#### Job 1:
In the entries below, count the lines that contain the word "grass" and give only that number.

#### Page text:
::::::::::
Visualising and Analysing File Structures

Recently I had a business requirement to visualise a network file structure as part of an analysis. File strutures can be very important utilities within a business, used by hundreds or maybe thousands of users each day. Maybe hosted on a on premises server or these days more likely in the cloud. While search is increasingly used to find files and the cloud has changed things somewhat. There is still need for a well structured file system in many business settings. While the IT department might have overall responsibility they do not specify the structure, that is the businesses job.

I was to look at a network drive windows file system, and analyse to see if over time inconsistencies in the structure had crept in. I wanted to be able to visualise this in a way that could give a view of strutures, names and also show file size or frequency. There are a number of ways to visualise a tree structure using python, one good resource is this page. But for me I decided to use Plotly’s sunburst visualisation. Below I will walk you through how I did this. I have made a dummy file structure for this example which contains some 40 folders and 42 files but this technique can work with thousands of folders.

Imports

I need a number of libraries to complete this task. I will use plotly for visualisation, folderstats for pulling the data, also Pandas which is the main data analysis library for python.

import folderstats
import plotly.express as px
import pandas as pd
import numpy as np
from pathlib import Path
import matplotlib.pyplot as plt
plt.style.use('fivethirtyeight')
pd.set_option('display.float_format', lambda x: '%.2f' % x)

I used folderstats to pull the file structure, note this will be slow with large file strutures. For me it took about a hour to pull 300,000 folders/files and their details. In future I would look for a way of speeding up this process. For now this worked and once pulled I saved the dataframe to a csv file for analysis. Here is how you run folderstats:

path = r'Z:\the_path'
df = folderstats.folderstats(path, ignore_hidden=True)

The output is a dataframe with these fields.

id
path
name
extension
size
atime
mtime
ctime
folder
num_files
depth
parent
uid

Checking and enriching data

After doing some basic checking of the data, looking at n/a’s and data types etc. I then moved on to enrich the data. One problem the business had come across was long folder/files names pushing 256 characters. So I used str.len() one of Pandas vectorized string functions in the below code to add a new field called path_length.

# add length of path field
df_new['path_length'] = df_new['path'].str.len()
::::::::::
#### Supplied information:
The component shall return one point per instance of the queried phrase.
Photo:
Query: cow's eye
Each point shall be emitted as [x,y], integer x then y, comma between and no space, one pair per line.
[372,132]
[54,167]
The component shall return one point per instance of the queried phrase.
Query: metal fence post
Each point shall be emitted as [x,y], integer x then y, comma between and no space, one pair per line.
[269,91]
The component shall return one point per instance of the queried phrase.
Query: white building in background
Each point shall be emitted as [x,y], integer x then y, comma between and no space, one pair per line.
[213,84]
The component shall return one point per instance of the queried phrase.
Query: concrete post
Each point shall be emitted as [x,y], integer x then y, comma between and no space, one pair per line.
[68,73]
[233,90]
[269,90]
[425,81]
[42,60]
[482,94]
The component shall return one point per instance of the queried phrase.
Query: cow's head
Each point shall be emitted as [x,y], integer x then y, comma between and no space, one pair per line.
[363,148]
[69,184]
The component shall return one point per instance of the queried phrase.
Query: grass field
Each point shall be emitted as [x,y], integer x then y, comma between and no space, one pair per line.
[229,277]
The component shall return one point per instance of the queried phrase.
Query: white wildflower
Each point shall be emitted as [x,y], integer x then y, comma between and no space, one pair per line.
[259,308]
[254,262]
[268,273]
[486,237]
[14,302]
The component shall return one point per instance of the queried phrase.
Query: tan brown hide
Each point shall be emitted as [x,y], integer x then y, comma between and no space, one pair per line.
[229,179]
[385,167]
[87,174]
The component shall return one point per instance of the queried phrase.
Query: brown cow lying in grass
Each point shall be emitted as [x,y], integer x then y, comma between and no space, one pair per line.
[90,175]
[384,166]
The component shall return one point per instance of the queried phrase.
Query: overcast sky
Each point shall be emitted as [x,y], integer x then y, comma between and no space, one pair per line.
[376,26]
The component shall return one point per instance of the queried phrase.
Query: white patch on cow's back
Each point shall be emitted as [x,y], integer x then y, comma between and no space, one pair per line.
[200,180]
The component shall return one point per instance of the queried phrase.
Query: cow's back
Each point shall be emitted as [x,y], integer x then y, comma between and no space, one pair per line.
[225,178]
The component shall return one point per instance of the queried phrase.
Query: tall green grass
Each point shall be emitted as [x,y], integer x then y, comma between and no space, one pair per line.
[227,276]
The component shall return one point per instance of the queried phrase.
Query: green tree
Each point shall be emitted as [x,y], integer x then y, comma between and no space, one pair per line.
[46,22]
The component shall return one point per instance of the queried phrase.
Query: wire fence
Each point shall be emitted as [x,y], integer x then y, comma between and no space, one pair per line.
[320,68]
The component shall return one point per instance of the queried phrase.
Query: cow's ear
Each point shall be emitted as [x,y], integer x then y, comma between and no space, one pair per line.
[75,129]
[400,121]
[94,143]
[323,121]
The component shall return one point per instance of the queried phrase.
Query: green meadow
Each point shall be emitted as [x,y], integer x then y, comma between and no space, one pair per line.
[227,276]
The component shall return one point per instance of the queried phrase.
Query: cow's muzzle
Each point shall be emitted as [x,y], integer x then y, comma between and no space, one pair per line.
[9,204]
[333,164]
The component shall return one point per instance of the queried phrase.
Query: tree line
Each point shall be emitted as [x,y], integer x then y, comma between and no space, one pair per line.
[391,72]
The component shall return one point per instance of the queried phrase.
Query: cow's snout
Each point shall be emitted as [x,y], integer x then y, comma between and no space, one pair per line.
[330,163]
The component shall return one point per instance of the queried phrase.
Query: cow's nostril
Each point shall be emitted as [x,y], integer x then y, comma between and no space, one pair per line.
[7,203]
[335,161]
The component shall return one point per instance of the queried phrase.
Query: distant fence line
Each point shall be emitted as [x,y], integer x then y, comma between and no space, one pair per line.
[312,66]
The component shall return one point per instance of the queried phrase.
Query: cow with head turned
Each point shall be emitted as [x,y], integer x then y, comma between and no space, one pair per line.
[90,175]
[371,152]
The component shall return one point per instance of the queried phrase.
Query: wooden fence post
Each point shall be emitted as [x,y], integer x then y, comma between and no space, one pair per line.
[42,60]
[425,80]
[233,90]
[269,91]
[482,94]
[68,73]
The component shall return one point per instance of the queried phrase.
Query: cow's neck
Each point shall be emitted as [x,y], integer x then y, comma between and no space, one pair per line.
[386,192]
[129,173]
::::::::::
#### Job 2:
Write out everything in the post on visualizing file structures from "I need a number" down to "lambda x: '%.2f' % x)", putting "scandir" wherever "folderstats" appears.

#### Reply 1:
3

#### Reply 2:
I need a number of libraries to complete this task. I will use plotly for visualisation, scandir for pulling the data, also Pandas which is the main data analysis library for python.

import scandir
import plotly.express as px
import pandas as pd
import numpy as np
from pathlib import Path
import matplotlib.pyplot as plt
plt.style.use('fivethirtyeight')
pd.set_option('display.float_format', lambda x: '%.2f' % x)